Document section:
::::::

Large Language Models (LLMs) are powerful, but controlling them—making sure they follow instructions, avoid toxicity, or adhere to specific themes—remains one of the biggest challenges in AI safety. Currently, the industry relies heavily on prompting (asking the model nicely) and finetuning (retraining the model on new data). While effective, these methods have significant drawbacks: prompting can be circumvented by “jailbreaks,” and finetuning is computationally expensive and opaque.
Enter Representation Engineering. This emerging field hopes to open the “black box” of the neural network, identify the specific internal activations (or “neurons”) responsible for a concept, and manually tweak them to steer the model’s behavior. The holy grail of this field has recently been Sparse Autoencoders (SAEs)—unsupervised tools that decompose model activations into interpretable features.
But does this actually work better than the old methods?
A new paper titled AXBENCH: Steering LLMs? Even Simple Baselines Outperform Sparse Autoencoders drops a bombshell on the interpretability community. The researchers introduce a massive benchmark, AXBENCH, to rigorously test these methods. Their findings? The hyped unsupervised methods (like SAEs) are currently being outperformed by simple linear baselines and a new method they introduce called ReFT-r1.
In this post, we will tear down the paper, explain the AXBENCH framework, dissect the math behind the new ReFT-r1 method, and look at the surprising results that might reshape how we think about controlling AI.
The Problem: The Illusion of Control
To understand why this paper matters, we first need to understand the premise of steering.
When an LLM processes the word “Paris,” a specific pattern of numbers fires inside its hidden layers. If we could identify the specific “direction” in that mathematical space that represents “France,” we could theoretically add that vector to the model’s brain while it talks about “London,” forcing it to hallucinate a French version of the city.
This is Model Steering.
Researchers have proposed various ways to find these steering vectors:
- Supervised methods: Like taking the average difference between “happy” and “sad” sentences (Difference-in-Means).
- Unsupervised methods (SAEs): Training a separate, smaller network to scan the LLM’s brain and catalog millions of “features” (like “references to the 1990s” or “HTML code”) without human labels.
The problem is that, until now, we haven’t had a standardized way to measure if these fancy vectors are actually better than just prompting the model. Are we finding real concepts, or just noise?

::::::

Data below:
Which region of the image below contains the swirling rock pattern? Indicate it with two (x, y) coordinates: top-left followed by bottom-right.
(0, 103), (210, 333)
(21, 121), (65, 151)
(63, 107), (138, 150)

::::::

Continue the post about the AXBENCH paper on steering language models from the point where it stops.

Introducing AXBENCH
To solve the measurement crisis, the authors introduce AXBENCH. It is a large-scale benchmark designed to evaluate model control methods along two critical axes:
- Concept Detection (C): Can the method accurately find where a concept (e.g., “The Golden Gate Bridge”) exists in the model’s internal activations?
- Model Steering (S): Can the method use that information to force the model to talk about that concept?

As shown in Figure 2 above, the benchmark relies on Synthetic Data. The researchers used GPT-4 to generate thousands of examples for 500 specific concepts (derived from GemmaScope).
For a concept like “The Golden Gate Bridge,” they generate:
- Positive examples: Sentences about the bridge.
- Negative examples: Sentences about totally different things.
- Hard Negatives: Sentences about the “Bay Bridge” (to ensure the method isn’t just detecting “bridges” in general).
This creates a ground truth. If a method claims to have found the “Golden Gate Bridge” neuron, AXBENCH checks if that neuron actually fires on the positive examples and stays silent on the negatives.
The Contenders: From Simple to Complex
The paper pits several methods against each other. It is crucial to understand the hierarchy here:
- The Baselines:
- Prompting: Just telling the model “Talk about the Golden Gate Bridge.”
- SFT / LoRA: Finetuning the model weights on the data.
- The Simple Steering Methods:
- DiffMean (Difference-in-Means): You take the average representation of positive examples and subtract the average of negative examples.
- Probe: Training a simple linear classifier (logistic regression) to separate positive and negative examples.
- The Complex/Unsupervised Method:
- SAE (Sparse Autoencoders): Using massive, pretrained dictionaries of features to find the concept without looking at the labels.
- The New Challenger:
- ReFT-r1 (Rank-1 Representation Finetuning): A novel method introduced in this paper.
Deep Dive: What is ReFT-r1?
The authors propose ReFT-r1 as a “Supervised Dictionary Learning” (SDL) method. It is designed to bridge the gap between the accuracy of supervised methods and the interpretability of representation engineering.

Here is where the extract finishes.